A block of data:
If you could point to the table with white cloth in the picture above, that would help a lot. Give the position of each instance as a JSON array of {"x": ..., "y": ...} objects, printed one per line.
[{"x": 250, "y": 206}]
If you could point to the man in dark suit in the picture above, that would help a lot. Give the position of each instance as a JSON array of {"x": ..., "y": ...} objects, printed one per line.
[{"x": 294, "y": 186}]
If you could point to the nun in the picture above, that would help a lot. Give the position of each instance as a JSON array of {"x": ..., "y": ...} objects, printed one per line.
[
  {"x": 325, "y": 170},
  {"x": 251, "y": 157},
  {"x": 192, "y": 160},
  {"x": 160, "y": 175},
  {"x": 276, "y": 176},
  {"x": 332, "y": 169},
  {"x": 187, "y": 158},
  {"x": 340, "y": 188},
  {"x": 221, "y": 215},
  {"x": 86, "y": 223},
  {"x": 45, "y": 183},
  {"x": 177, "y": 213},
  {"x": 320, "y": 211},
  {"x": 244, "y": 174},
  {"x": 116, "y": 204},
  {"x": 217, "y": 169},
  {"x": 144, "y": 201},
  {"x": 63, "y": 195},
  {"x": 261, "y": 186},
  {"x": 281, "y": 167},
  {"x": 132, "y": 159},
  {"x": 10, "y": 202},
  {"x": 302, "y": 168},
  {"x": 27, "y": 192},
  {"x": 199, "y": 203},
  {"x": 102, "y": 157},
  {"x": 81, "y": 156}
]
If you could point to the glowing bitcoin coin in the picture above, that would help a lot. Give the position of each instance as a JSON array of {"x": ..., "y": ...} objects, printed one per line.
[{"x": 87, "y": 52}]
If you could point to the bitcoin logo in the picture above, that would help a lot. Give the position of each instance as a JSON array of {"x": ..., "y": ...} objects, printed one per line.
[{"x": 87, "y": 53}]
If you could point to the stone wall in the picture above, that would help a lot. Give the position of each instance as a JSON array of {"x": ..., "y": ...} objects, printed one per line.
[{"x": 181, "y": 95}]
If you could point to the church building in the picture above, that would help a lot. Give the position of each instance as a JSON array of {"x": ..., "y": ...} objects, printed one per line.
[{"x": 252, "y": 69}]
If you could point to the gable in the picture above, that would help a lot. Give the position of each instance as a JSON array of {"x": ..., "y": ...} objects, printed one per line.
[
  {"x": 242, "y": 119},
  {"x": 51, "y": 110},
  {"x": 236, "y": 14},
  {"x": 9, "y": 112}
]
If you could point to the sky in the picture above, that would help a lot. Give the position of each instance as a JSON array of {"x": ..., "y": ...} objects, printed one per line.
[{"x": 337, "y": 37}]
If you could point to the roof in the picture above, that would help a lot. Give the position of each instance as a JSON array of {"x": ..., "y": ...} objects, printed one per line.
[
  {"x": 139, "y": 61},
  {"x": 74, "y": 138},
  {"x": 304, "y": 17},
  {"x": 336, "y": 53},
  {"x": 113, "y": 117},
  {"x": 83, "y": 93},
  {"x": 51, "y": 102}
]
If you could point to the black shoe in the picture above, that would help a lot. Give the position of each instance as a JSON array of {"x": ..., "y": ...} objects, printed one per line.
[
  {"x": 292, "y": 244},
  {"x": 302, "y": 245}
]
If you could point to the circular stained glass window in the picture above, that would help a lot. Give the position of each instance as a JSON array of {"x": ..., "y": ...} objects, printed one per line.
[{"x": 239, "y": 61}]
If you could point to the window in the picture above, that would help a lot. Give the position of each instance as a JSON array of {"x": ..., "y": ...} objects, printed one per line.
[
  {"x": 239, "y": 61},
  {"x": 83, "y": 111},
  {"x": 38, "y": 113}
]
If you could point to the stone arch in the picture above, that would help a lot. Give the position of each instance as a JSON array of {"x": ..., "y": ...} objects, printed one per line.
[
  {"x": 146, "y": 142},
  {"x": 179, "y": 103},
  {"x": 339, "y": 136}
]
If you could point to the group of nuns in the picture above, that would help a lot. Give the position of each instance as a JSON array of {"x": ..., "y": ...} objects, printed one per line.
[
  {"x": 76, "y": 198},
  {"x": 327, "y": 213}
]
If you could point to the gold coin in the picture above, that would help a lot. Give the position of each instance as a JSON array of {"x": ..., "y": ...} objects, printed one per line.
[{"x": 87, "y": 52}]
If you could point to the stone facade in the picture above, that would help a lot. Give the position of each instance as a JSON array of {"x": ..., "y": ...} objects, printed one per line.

▶ TASK:
Reproduce each line of the material above precisely.

▶ COMPLETE OUTPUT:
If you could point to the table with white cloth in the picture above, that would help a lot. Give the position of each instance as a JSON array of {"x": ..., "y": ...} objects, printed one per line.
[{"x": 250, "y": 206}]
If you could point to the man in dark suit in the picture above, that would help a lot. Give the position of each instance as a JSON array of {"x": ..., "y": ...} objects, printed one per line.
[{"x": 294, "y": 186}]
If you could point to the nun in the picture above, that would help a lot. Give the position of each instance as a JSON array of {"x": ..., "y": ...} objects, printed one per line.
[
  {"x": 325, "y": 170},
  {"x": 251, "y": 157},
  {"x": 192, "y": 160},
  {"x": 160, "y": 175},
  {"x": 276, "y": 176},
  {"x": 332, "y": 169},
  {"x": 187, "y": 158},
  {"x": 340, "y": 188},
  {"x": 221, "y": 215},
  {"x": 86, "y": 223},
  {"x": 45, "y": 183},
  {"x": 177, "y": 213},
  {"x": 320, "y": 211},
  {"x": 244, "y": 174},
  {"x": 116, "y": 204},
  {"x": 217, "y": 169},
  {"x": 144, "y": 201},
  {"x": 63, "y": 195},
  {"x": 261, "y": 186},
  {"x": 281, "y": 167},
  {"x": 132, "y": 159},
  {"x": 10, "y": 202},
  {"x": 302, "y": 168},
  {"x": 27, "y": 192},
  {"x": 199, "y": 203},
  {"x": 102, "y": 157},
  {"x": 81, "y": 156}
]
If you could point to the glowing bitcoin coin in the picture above, that would help a lot. Give the position of each instance as a JSON array of {"x": ..., "y": ...} objects, printed one per line.
[{"x": 87, "y": 52}]
If you could point to the bitcoin logo in the picture above, that would help a lot. Give the position of each instance as a JSON array of {"x": ..., "y": ...} objects, printed one per line.
[{"x": 87, "y": 53}]
If you could point to the stone wall in the picture above, that would help a lot. Give the position of each instance as a JSON array of {"x": ..., "y": ...} objects, printed one per line.
[{"x": 181, "y": 95}]
If you could point to the church building in the picture above, that would help a lot. Give the position of each instance as a JSON array of {"x": ..., "y": ...} objects, printed one per line.
[{"x": 252, "y": 69}]
If you could point to the gable in the picture above, that would help a lot. Give the position of each instance as a JSON array of {"x": ..., "y": ...} objects, printed one per line.
[
  {"x": 242, "y": 119},
  {"x": 51, "y": 110},
  {"x": 236, "y": 14},
  {"x": 9, "y": 112}
]
If you could point to the sky in the picture above, that would help a lot. Give the position of each instance as a JSON array of {"x": ..., "y": ...} objects, printed one per line.
[{"x": 337, "y": 37}]
If you could point to the roof in the picture above, that would help a lot. Give the position of each instance as a JSON array of {"x": ..., "y": ...} objects, printed one per line.
[
  {"x": 139, "y": 61},
  {"x": 74, "y": 138},
  {"x": 304, "y": 17},
  {"x": 336, "y": 53},
  {"x": 113, "y": 117},
  {"x": 83, "y": 93},
  {"x": 51, "y": 102}
]
If you could point to the black shoe in the picture above, that would help a lot. Give the position of each instance as a JSON array of {"x": ..., "y": ...} objects, printed one per line.
[
  {"x": 292, "y": 244},
  {"x": 302, "y": 245}
]
If you could point to the circular stained glass window in the picture above, that would help a lot. Give the position of each instance as a JSON array of {"x": ..., "y": ...} objects, printed one per line.
[{"x": 239, "y": 61}]
If you could point to the window in the picture above, that would help a lot. Give the position of each instance as a JSON array of {"x": ..., "y": ...} objects, printed one per line.
[
  {"x": 239, "y": 61},
  {"x": 83, "y": 111},
  {"x": 38, "y": 113}
]
If you could point to the stone arch in the picture above, that would help a lot. Give the position of each instance as a JSON array of {"x": ..., "y": ...} objects, printed one per line.
[
  {"x": 146, "y": 142},
  {"x": 179, "y": 103},
  {"x": 339, "y": 136}
]
If you could point to the group of nuns in the picture above, that would help a lot. Give the position of each instance as a JSON array of {"x": ..., "y": ...} objects, printed one per line.
[
  {"x": 76, "y": 198},
  {"x": 327, "y": 213}
]
If you could point to the gold coin in the picture above, that would help a lot. Give the position of each instance as a JSON array of {"x": ..., "y": ...} objects, printed one per line.
[{"x": 87, "y": 52}]
If you could point to the stone facade in the picture above, that would help a lot. Give the position of each instance as a JSON array of {"x": ..., "y": ...} objects, printed one per line.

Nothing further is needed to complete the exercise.